**Extracted data entries**
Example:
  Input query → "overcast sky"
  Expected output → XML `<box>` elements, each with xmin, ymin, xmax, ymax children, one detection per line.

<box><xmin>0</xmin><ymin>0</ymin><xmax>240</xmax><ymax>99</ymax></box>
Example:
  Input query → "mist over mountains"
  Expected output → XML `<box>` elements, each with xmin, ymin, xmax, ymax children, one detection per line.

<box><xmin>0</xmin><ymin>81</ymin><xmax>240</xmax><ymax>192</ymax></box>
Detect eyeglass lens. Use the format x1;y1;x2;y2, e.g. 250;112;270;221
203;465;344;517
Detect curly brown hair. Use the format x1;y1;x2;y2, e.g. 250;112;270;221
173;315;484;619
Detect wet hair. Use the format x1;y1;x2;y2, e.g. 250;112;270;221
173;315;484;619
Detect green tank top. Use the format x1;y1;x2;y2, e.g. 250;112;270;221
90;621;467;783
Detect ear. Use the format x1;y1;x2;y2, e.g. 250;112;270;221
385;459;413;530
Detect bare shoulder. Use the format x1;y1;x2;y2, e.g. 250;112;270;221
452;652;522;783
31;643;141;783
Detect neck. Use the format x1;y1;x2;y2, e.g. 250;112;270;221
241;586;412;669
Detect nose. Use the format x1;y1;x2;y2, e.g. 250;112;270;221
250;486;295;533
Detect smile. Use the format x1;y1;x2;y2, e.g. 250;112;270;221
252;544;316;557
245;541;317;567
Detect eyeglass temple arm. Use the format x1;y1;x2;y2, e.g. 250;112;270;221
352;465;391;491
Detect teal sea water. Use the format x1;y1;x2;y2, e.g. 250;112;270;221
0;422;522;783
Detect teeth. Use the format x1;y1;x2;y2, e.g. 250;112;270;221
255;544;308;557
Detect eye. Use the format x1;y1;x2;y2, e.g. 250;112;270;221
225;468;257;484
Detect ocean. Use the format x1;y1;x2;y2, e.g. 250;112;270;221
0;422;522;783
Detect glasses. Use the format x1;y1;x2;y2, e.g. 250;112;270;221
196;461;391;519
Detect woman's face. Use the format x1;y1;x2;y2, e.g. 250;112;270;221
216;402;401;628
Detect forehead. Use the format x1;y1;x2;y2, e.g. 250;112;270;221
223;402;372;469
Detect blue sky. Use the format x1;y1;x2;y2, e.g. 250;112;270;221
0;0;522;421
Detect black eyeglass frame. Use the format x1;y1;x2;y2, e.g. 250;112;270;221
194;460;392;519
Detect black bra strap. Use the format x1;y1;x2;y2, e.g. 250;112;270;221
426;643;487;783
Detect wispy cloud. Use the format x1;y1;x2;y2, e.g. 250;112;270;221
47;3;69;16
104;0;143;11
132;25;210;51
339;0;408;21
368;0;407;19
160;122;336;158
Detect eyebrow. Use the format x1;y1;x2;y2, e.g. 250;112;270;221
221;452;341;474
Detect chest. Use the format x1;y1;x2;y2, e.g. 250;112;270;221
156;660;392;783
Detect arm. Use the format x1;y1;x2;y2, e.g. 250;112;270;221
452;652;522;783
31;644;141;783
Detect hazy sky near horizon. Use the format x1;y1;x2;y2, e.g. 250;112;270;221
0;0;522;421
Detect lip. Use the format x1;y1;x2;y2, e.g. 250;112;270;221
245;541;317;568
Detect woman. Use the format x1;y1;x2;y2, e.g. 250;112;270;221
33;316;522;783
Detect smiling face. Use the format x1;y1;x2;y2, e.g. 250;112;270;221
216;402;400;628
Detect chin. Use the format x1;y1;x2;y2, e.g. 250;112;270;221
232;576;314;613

**Requirements**
Reproduce all the items above, swapping every "eyeglass" for "spectacle" and leaving everything else untouched.

**The solution**
Example:
  Input query → "overcast sky"
  Expected output → XML `<box>` elements, each with xmin, ymin, xmax, ymax children, one detection per line.

<box><xmin>0</xmin><ymin>0</ymin><xmax>240</xmax><ymax>99</ymax></box>
Example:
  Input query → "mist over mountains"
  Expected output → XML `<box>` elements, each with xmin, ymin, xmax, ymax children, one detection per line.

<box><xmin>0</xmin><ymin>81</ymin><xmax>240</xmax><ymax>192</ymax></box>
Detect spectacle lens. Use the format x1;y1;x2;y2, e.g. 250;112;270;221
203;465;344;517
Detect curly brown hair. Use the format x1;y1;x2;y2, e.g. 250;112;270;221
173;315;484;619
Detect wet hair. Use the format x1;y1;x2;y2, e.g. 250;112;270;221
173;315;484;619
Detect green tank top. Use the format x1;y1;x2;y2, e.g. 250;112;270;221
90;621;467;783
Detect ear. Use the format x1;y1;x2;y2, e.g. 250;112;270;221
385;459;413;530
Detect bare shoulder. Use the format x1;y1;x2;y2, e.g. 250;112;270;221
452;652;522;783
31;643;141;783
Detect neck. Use the format x1;y1;x2;y2, e.g. 250;112;270;221
241;586;412;669
Detect nose. Use the format x1;y1;x2;y2, e.g. 250;112;270;221
250;486;295;533
Detect smile. Use the format x1;y1;x2;y2, e.g. 250;112;270;221
252;544;316;557
245;541;317;567
Detect spectacle temple arm. Use the format x1;y1;x2;y2, e.g. 250;112;270;221
352;465;391;491
Detect teal sea water. Use the format x1;y1;x2;y2, e.g. 250;112;270;221
0;422;522;783
Detect teeth. Use the format x1;y1;x2;y2, e.g. 250;112;270;221
255;544;308;557
Detect eye. Use the format x1;y1;x2;y2, e.g. 250;112;270;221
225;468;257;484
Detect ocean. Use the format x1;y1;x2;y2, e.g. 250;112;270;221
0;422;522;783
Detect glasses. Use the format x1;y1;x2;y2, e.g. 250;112;270;221
196;461;391;519
Detect woman's face. Use the format x1;y1;x2;y2, e.g. 250;112;270;221
216;402;401;628
Detect forehead. Use the format x1;y1;x2;y2, e.g. 250;112;270;221
223;402;372;469
Detect blue sky. Use the format x1;y1;x2;y2, e.g. 250;112;270;221
0;0;522;421
Detect black spectacle frame. Use the format x1;y1;x2;y2, e.g. 250;112;270;221
194;460;392;519
Detect black bra strap. Use the format x1;y1;x2;y2, e.g. 250;112;270;221
426;643;487;783
Detect wispy cloud. Use the format x1;y1;x2;y2, e.g. 250;112;270;221
47;3;69;16
104;0;143;11
132;25;210;51
339;0;408;21
368;0;407;19
160;122;336;158
Detect eyebrow. Use the format x1;y1;x2;y2, e.g. 250;112;270;221
221;452;341;474
Detect chest. Use the format x1;y1;x2;y2, e.g. 250;112;270;221
156;660;392;783
Detect arm. Use the format x1;y1;x2;y2, e.g. 250;112;270;221
452;652;522;783
31;644;141;783
Detect hazy sky near horizon. Use the format x1;y1;x2;y2, e.g. 250;112;270;221
0;0;522;421
Detect lip. Use the format x1;y1;x2;y2, e.g. 250;112;270;221
245;541;317;568
Detect woman. Use the format x1;y1;x2;y2, e.g. 250;112;270;221
33;316;522;783
Detect smiling face. Use the format x1;y1;x2;y2, e.g. 250;112;270;221
216;402;400;628
Detect chin. Use the format x1;y1;x2;y2, e.g. 250;112;270;221
232;576;314;613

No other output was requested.